(Collected data)
= Beginning of Section =

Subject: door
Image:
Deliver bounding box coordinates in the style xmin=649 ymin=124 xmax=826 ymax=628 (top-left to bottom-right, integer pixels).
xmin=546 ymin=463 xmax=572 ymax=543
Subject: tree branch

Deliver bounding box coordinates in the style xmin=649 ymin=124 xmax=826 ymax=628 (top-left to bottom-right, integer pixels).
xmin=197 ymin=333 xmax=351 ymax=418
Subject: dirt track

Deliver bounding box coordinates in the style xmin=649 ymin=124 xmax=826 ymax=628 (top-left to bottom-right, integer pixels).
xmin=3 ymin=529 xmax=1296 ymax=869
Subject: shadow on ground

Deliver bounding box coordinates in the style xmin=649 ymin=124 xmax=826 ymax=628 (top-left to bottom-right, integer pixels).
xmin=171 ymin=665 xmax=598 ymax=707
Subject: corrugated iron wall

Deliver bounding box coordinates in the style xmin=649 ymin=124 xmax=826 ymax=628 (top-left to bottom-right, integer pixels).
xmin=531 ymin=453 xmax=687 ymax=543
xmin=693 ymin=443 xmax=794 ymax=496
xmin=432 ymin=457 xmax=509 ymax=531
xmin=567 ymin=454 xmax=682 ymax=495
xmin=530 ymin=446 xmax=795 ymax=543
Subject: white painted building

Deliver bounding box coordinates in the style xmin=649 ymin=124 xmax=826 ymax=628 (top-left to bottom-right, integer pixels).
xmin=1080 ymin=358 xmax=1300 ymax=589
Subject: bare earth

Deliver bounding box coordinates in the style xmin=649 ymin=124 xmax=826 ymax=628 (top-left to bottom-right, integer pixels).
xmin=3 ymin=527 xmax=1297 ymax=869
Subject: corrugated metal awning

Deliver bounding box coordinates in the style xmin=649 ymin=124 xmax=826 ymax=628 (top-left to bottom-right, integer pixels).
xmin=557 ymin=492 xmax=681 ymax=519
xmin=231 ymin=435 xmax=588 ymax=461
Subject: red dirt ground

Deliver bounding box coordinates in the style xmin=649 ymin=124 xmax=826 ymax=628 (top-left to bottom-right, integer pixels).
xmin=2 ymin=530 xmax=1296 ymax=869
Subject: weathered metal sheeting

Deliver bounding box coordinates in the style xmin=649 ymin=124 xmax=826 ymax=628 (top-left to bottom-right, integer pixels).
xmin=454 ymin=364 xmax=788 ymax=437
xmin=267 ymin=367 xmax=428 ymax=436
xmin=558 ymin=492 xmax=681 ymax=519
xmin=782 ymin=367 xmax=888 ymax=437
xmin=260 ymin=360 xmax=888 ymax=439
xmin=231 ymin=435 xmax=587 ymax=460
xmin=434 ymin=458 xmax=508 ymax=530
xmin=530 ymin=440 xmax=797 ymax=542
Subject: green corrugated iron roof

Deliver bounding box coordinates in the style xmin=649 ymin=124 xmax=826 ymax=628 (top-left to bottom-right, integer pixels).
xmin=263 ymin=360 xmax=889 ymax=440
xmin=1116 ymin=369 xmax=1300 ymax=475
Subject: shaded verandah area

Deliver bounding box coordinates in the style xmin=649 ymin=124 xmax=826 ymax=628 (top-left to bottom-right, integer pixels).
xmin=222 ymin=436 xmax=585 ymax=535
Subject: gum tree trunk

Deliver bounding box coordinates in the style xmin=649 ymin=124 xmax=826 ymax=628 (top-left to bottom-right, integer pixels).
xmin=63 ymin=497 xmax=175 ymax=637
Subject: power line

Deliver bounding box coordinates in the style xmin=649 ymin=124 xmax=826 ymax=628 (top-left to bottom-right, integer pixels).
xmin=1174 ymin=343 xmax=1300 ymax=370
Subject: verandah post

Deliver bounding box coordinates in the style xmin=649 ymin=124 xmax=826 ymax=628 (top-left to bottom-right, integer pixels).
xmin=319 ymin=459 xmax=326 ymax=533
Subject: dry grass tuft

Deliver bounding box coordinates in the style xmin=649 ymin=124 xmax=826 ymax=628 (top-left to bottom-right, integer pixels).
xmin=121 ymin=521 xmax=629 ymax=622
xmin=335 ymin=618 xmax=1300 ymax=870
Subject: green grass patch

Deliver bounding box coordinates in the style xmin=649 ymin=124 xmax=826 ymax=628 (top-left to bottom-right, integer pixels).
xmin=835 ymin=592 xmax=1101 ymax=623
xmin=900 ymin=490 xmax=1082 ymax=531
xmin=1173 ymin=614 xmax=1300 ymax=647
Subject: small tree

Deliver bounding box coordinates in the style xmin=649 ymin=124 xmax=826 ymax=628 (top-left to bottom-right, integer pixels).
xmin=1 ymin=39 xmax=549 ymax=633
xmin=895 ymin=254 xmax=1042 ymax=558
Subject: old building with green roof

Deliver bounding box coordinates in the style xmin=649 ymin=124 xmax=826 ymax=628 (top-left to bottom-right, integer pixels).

= End of Section =

After identifying the lines above that contain "tree", copy each one.

Solution for this task:
Subject: tree branch
Subject: gum tree trunk
Subject: small tree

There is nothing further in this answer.